| The problem |
All lines holding the word "grass" are to be copied from the records beneath.
╭─ Data for this exercise
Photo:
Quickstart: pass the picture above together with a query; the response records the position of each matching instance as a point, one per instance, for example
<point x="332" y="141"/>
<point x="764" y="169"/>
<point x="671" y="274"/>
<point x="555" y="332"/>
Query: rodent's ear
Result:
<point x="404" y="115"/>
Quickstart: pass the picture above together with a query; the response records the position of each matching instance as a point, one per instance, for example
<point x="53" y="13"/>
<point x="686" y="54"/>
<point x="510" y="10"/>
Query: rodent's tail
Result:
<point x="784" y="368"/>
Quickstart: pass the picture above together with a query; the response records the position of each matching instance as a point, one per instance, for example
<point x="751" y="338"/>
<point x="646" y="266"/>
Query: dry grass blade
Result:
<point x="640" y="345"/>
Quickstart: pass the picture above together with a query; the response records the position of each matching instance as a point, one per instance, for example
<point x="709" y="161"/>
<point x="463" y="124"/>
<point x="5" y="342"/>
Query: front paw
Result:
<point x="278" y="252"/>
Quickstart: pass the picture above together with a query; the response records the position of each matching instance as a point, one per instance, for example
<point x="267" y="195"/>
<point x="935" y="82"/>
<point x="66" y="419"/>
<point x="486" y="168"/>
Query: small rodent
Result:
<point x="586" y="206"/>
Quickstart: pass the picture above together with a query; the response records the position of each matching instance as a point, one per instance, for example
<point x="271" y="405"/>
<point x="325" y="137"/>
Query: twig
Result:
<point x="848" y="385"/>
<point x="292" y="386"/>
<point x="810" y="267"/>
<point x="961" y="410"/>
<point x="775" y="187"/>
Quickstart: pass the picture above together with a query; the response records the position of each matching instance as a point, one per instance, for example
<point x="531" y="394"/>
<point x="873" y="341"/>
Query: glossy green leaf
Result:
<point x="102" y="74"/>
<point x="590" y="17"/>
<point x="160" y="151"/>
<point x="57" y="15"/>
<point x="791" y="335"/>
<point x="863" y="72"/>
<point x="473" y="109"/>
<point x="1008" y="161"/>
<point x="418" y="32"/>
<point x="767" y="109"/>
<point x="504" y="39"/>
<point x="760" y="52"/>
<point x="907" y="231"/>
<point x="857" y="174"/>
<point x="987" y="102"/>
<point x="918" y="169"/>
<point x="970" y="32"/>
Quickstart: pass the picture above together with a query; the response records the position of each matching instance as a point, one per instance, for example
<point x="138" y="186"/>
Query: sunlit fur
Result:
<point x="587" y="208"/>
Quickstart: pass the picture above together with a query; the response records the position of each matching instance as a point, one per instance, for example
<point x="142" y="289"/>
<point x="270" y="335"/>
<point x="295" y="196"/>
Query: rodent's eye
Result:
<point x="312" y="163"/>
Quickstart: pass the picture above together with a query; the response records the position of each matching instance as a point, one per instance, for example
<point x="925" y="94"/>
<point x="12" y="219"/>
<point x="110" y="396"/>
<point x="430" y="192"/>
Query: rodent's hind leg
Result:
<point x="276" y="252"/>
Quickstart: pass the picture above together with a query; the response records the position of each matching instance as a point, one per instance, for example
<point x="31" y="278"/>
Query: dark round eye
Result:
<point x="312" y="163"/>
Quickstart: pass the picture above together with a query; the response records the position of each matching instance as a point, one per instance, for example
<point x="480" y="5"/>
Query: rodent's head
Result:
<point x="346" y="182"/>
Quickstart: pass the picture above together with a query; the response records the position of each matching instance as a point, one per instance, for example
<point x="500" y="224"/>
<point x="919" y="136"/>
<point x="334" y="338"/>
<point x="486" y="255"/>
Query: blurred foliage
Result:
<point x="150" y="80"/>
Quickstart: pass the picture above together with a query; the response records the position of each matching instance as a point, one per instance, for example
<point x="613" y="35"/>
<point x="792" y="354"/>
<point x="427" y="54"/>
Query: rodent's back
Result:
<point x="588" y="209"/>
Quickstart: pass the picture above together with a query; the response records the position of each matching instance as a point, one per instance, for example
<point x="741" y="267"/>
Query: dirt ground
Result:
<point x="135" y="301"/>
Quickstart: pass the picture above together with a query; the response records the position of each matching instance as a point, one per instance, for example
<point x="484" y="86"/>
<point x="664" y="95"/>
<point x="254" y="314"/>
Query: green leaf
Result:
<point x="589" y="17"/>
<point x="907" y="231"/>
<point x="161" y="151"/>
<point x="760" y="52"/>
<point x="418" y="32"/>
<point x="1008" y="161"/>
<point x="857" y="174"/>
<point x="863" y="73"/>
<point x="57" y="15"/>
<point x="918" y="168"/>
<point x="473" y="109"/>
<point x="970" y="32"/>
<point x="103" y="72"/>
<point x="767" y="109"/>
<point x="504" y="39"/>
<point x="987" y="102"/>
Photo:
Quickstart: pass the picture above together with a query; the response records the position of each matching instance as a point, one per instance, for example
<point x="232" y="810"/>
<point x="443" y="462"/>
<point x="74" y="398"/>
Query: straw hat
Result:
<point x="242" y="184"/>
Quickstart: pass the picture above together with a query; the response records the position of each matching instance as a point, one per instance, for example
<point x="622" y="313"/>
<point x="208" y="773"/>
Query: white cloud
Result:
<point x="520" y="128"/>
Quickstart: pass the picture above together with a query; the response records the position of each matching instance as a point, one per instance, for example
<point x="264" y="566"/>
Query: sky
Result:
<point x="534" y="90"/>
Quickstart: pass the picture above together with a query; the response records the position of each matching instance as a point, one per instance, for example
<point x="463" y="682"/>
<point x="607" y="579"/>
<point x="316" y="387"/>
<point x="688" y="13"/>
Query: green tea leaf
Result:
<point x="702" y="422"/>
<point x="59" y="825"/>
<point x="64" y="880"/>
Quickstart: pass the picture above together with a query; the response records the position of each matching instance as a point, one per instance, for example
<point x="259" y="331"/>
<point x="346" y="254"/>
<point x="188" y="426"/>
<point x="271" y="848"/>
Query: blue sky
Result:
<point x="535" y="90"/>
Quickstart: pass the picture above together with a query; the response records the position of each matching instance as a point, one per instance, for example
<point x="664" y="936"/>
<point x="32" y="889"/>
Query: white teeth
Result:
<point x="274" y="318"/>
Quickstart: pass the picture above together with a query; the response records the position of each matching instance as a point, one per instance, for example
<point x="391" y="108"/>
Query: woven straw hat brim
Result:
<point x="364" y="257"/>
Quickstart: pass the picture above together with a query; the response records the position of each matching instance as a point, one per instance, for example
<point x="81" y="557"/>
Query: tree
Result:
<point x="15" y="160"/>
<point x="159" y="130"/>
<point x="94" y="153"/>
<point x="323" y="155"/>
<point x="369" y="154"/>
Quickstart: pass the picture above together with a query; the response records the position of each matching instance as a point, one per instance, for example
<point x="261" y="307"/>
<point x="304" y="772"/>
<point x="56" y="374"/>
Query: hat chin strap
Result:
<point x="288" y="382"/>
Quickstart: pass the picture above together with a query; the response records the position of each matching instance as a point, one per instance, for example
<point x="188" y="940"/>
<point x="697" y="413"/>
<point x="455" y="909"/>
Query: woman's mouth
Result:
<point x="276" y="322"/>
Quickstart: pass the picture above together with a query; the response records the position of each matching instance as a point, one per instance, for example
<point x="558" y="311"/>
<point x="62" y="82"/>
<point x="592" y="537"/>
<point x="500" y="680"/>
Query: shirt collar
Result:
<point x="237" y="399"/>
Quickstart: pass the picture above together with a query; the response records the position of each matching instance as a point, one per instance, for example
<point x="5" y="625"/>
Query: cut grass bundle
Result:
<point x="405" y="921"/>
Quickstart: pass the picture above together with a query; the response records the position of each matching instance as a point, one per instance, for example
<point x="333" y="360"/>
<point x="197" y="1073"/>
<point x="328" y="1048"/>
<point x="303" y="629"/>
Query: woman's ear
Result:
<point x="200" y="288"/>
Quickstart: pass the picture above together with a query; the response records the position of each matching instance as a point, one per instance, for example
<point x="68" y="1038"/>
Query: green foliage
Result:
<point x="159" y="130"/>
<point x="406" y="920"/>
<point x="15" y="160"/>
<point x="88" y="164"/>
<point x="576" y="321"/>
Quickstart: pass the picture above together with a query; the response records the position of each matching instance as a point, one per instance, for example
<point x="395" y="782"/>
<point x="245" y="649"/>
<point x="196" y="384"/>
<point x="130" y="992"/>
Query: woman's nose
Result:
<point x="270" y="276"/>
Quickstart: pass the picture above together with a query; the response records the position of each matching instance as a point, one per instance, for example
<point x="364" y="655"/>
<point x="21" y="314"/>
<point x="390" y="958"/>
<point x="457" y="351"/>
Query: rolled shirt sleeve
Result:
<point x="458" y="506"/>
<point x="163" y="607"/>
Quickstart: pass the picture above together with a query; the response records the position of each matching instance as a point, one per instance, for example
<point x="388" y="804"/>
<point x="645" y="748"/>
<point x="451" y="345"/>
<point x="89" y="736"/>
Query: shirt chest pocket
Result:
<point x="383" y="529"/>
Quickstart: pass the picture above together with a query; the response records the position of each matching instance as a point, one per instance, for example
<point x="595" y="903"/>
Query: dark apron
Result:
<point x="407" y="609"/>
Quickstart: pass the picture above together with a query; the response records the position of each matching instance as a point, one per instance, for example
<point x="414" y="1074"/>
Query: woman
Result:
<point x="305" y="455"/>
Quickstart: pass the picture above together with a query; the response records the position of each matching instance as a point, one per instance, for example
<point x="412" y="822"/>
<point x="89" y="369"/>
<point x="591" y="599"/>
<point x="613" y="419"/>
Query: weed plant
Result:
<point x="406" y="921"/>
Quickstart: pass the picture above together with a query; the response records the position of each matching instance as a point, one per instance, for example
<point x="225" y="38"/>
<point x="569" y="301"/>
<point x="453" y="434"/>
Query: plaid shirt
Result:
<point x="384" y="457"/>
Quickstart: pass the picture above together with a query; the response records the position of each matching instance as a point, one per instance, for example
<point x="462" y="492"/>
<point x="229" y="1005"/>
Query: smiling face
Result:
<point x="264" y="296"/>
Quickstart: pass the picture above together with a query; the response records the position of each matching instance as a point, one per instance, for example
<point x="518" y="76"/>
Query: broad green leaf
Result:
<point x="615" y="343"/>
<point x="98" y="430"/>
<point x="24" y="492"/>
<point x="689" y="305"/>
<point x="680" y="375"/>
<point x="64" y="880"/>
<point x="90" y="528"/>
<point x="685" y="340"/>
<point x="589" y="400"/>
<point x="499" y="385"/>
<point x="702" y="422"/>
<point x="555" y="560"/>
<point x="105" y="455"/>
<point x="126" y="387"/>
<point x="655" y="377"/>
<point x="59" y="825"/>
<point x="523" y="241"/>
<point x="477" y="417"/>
╰─
| Solution |
Query: dry grass blade
Query: cut grass bundle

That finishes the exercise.